[Estratto]
---

La vera contrapposizione non è tra allevamento industriale e carne da laboratorio. Questo binomio forzato ignora il ruolo dei piccoli agricoltori agroecologici e dei pastori e li assimila alla stessa categoria dell’agricoltura industriale. Così come gli allevamenti intensivi, la carne coltivata in laboratorio serve allo scopo di concentrare il potere nelle mani di pochi. I sistemi agroecologici, invece, si basano su generazioni e generazioni di conoscenze ecologiche, cultura alimentare locale e resilienza ecologica a sostegno della sovranità alimentare locale.

La vera soluzione sono i sistemi agroecologici che lavorano in armonia con la natura, che rigenerano gli ecosistemi e assicurano la salute e il benessere di piante, animali ed esseri umani. I sistemi ecologici basati sull’integrazione degli agroecosistemi promuovono la sovranità alimentare e la democrazia alimentare. La vera soluzione non sta nella creazione di sostituti del cibo naturale, ma nella comprensione delle esigenze degli ecosistemi in cui siamo inseriti e nel risanare la nostra connessione con la natura.

---

[Voci]
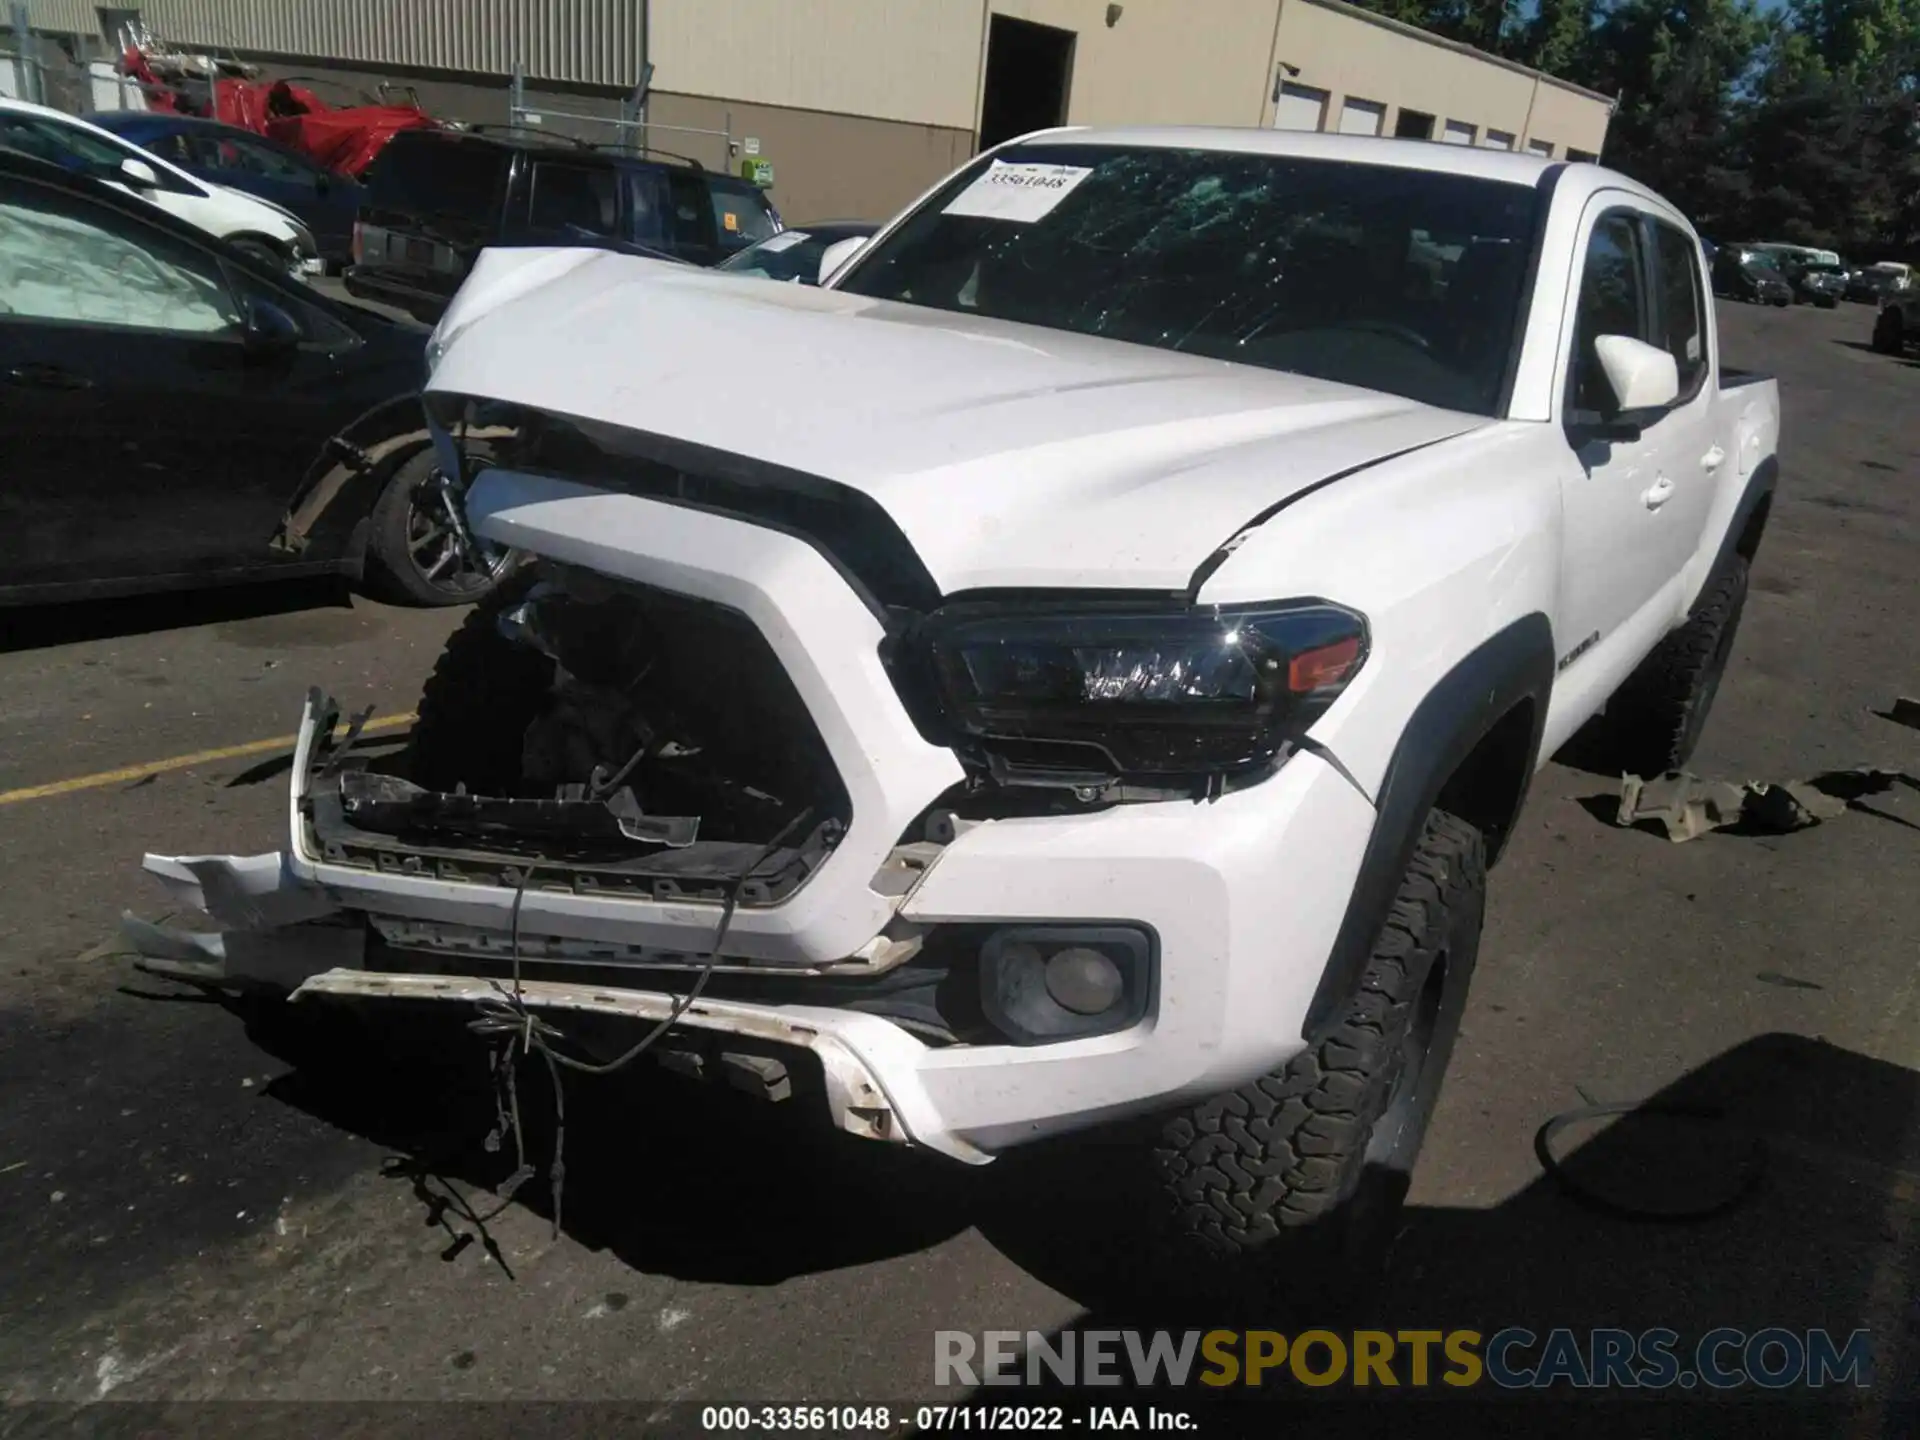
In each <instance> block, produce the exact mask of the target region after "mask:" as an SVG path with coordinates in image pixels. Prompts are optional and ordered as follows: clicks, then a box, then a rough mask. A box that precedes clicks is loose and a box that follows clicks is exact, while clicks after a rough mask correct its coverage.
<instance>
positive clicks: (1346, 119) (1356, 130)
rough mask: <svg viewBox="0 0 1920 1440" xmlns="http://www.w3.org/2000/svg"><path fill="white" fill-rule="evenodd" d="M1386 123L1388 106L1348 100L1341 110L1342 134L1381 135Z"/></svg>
mask: <svg viewBox="0 0 1920 1440" xmlns="http://www.w3.org/2000/svg"><path fill="white" fill-rule="evenodd" d="M1384 123H1386V106H1380V104H1375V102H1373V100H1348V102H1346V104H1344V106H1342V108H1340V134H1379V132H1380V127H1382V125H1384Z"/></svg>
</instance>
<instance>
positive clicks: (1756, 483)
mask: <svg viewBox="0 0 1920 1440" xmlns="http://www.w3.org/2000/svg"><path fill="white" fill-rule="evenodd" d="M1778 486H1780V457H1778V455H1768V457H1766V459H1763V461H1761V463H1759V465H1755V467H1753V474H1749V476H1747V488H1745V490H1743V492H1740V499H1738V501H1736V503H1734V515H1732V518H1728V522H1726V530H1724V532H1722V534H1720V549H1718V553H1715V557H1713V566H1711V568H1709V570H1707V574H1705V578H1703V580H1701V584H1699V593H1695V595H1693V599H1692V601H1690V603H1688V616H1692V614H1693V611H1695V607H1699V601H1701V595H1709V593H1713V582H1715V580H1718V578H1720V576H1722V574H1726V566H1728V564H1732V561H1734V555H1740V553H1743V555H1745V557H1747V559H1749V561H1751V559H1753V553H1755V551H1757V549H1759V547H1761V536H1759V534H1755V536H1753V541H1751V543H1749V541H1747V528H1749V526H1753V524H1755V518H1759V530H1763V532H1764V528H1766V520H1768V516H1770V513H1772V499H1774V490H1778Z"/></svg>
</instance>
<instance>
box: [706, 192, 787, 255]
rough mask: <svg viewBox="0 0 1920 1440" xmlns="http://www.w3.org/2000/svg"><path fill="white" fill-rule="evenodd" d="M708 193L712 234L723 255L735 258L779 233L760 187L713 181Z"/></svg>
mask: <svg viewBox="0 0 1920 1440" xmlns="http://www.w3.org/2000/svg"><path fill="white" fill-rule="evenodd" d="M710 192H712V209H714V232H716V236H718V240H720V250H722V252H724V253H728V255H735V253H739V252H741V250H745V248H747V246H756V244H760V242H762V240H770V238H772V236H776V234H778V232H780V221H776V219H774V211H772V207H770V205H768V204H766V194H764V192H762V190H760V186H756V184H730V182H726V180H714V182H712V190H710Z"/></svg>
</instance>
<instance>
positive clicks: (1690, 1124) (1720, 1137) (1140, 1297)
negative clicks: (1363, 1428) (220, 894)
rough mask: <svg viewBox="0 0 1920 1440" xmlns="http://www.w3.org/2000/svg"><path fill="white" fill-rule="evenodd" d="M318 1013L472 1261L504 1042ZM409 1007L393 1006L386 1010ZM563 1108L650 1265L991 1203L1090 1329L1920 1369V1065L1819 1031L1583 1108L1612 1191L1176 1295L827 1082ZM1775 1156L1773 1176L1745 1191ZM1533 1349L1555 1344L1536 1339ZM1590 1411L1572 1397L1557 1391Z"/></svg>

---

[Elenco dei compiti]
1: Spiega in non più di tre frasi perché il brano sull'agroecologia non considera quella tra allevamento industriale e carne da laboratorio la vera contrapposizione.
2: Prosegui il brano sull'agroecologia a partire dalla sua ultima frase.

[Risposte fornite]
1: Si tratta di un binomio forzato, che ignora il ruolo dei piccoli agricoltori agroecologici e dei pastori e li assimila alla stessa categoria dell'agricoltura industriale. Inoltre, come gli allevamenti intensivi, anche la carne coltivata in laboratorio serve a concentrare il potere nelle mani di pochi.

2:
La medesima cerchia di affaristi e società che hanno promosso la Rivoluzione Verde e l’industrializzazione dei sistemi alimentari sta esercitando pressioni per l’approvazione e la commercializzazione di alimenti prodotti in laboratorio. Personaggi come Bill Gates, Jeff Bezos e giganti dell’industria della carne come Tyson foods, JBS, Cargill, Nestlé e Maple Leaf Foods sono gli artefici della spinta verso questo nuovo mercato, in cui gli investimenti hanno già raggiunto i 2,78 miliardi di dollari. Gli alimenti coltivati in laboratorio stanno rapidamente rivelandosi uno strumento per consolidare ulteriormente il potere e il profitto nelle mani di pochi colossi del settore alimentare.

Cedere il controllo sul nostro cibo a una manciata di multinazionali significa solo renderci più dipendenti da queste ultime, e abbandonarci a un sistema alimentare e agricolo completamente controllato dalle logiche del profitto. In questo modo la nostra sovranità alimentare e la nostra sicurezza alimentare vengono minate, con conseguenze potenzialmente deleterie per i sistemi alimentari locali e per i sistemi ecologici. Il rischio è la definitiva scomparsa dei piccoli agricoltori, delle pratiche agroecologiche e delle diete tradizionali. Procedere con la mercificazione su larga scala della carne coltivata in laboratorio sancirebbe la definitiva e completa separazione del cibo dalla natura.

Definire questi prodotti come ecologici e sostenibili è solo l’ennesima operazione di greenwashing per trarre profitto da quei consumatori attenti all’ambiente e sempre più critici nei confronti della produzione alimentare industriale.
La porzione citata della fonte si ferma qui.